__Action item__
Print out the full listing exactly as it reads.

-- Records provided follows --

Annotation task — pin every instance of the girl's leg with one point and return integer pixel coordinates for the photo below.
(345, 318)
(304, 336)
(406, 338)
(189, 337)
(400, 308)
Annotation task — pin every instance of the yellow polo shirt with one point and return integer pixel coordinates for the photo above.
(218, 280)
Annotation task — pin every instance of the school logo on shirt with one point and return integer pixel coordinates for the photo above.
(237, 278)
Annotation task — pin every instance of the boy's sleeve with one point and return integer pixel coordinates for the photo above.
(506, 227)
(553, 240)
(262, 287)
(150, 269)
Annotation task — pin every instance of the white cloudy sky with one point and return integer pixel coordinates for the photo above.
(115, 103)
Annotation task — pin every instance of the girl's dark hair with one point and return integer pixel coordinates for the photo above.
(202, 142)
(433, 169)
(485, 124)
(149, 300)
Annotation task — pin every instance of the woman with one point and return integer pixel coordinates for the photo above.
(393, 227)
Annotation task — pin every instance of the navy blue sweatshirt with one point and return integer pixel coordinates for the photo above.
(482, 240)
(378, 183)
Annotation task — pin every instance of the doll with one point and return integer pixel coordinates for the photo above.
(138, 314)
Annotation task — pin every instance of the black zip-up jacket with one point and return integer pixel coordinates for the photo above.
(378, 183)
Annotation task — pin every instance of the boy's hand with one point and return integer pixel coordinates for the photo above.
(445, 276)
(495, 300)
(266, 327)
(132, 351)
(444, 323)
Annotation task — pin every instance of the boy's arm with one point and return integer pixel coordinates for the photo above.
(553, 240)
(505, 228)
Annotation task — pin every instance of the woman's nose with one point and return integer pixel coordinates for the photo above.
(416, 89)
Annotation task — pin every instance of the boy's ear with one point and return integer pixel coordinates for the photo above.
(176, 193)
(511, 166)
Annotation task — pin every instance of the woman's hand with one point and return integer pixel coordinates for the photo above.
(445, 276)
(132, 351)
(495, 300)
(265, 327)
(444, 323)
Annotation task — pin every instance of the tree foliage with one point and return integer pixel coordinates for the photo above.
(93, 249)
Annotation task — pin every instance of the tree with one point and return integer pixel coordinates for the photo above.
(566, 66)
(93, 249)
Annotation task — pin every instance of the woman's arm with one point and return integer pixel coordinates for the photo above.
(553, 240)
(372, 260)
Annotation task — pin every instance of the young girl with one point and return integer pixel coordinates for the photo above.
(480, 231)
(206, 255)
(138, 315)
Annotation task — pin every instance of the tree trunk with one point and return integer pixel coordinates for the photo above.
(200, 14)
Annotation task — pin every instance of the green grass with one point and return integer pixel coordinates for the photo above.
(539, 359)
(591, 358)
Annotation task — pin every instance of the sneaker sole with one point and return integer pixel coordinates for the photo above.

-- Records provided concluded --

__Problem solution__
Annotation task — pin every instance of the girl's leg with one point and return integer pixel coordinates for the photo below.
(345, 318)
(304, 336)
(406, 338)
(189, 337)
(400, 308)
Annotation task — pin every instance of the yellow polo shirt with one point and return integer pixel coordinates for the photo above.
(218, 280)
Annotation task — pin every instance of the school logo on shirt with one point and return integer pixel coordinates for the photo above.
(237, 278)
Annotation task — pin every instance of the boy's sleeve with one point and return integer pixel coordinates for the photo above.
(506, 227)
(553, 240)
(262, 287)
(150, 269)
Annotation task — pin every instance of the white cloudy sky with one point and return integer pixel coordinates for the photo above.
(115, 103)
Annotation task — pin every instance of the girl's dark hair with one point and return integer pixel coordinates for the photo above.
(202, 142)
(433, 169)
(485, 124)
(149, 300)
Annotation task — pin every instance of the woman with one point and return integer pixel coordinates for the photo above.
(393, 227)
Annotation task — pin every instance of the navy blue sweatshirt with one point and return integer pixel coordinates for the photo above.
(482, 240)
(378, 183)
Annotation task — pin every instance of the doll with one point and return integer pixel coordinates for the photo above.
(138, 314)
Annotation task — pin every instance of the black zip-up jacket with one point and return integer pixel coordinates for the photo above.
(378, 183)
Annotation task — pin every instance of the boy's hand with one point and return integer pixel coordinates for the photo above.
(445, 276)
(495, 300)
(266, 327)
(132, 351)
(444, 323)
Annotation task — pin every instance of the boy's arm with one point and return integer pixel coordinates for the photo above.
(553, 240)
(505, 228)
Annotation task — pin every instance of the woman's nose with one point and return integer pixel coordinates for the photo above.
(416, 89)
Annotation task — pin every instance of the boy's ear with one point and return integer pixel coordinates for the photo above.
(176, 193)
(511, 166)
Annotation task — pin every instance of the woman's hand with one point and return integer pixel coordinates for the photo above.
(445, 276)
(132, 351)
(495, 300)
(265, 327)
(444, 323)
Annotation task — pin every instance of the tree foliage with one point and return integer pixel coordinates for the photo above.
(93, 249)
Annotation task — pin every instance of the tree with one point and return integer pixel coordinates for the photo above.
(566, 66)
(93, 249)
Annotation task — pin every instance of the woman's arm with one point and return integer pixel coordinates for the photo above.
(553, 240)
(372, 260)
Annotation task — pin every instance of the young girl with one point and return integer pixel coordinates for the photo above.
(480, 231)
(206, 255)
(138, 315)
Annotation task — pin every instance of the tree trunk with one point and return integer pixel coordinates for the photo above.
(200, 14)
Annotation task — pin every instance of the green grass with one point and return integer pixel coordinates for the photo above.
(539, 359)
(591, 358)
Annotation task — pin every instance of the sneaker sole with one point and return integer pixel coordinates for the photo above.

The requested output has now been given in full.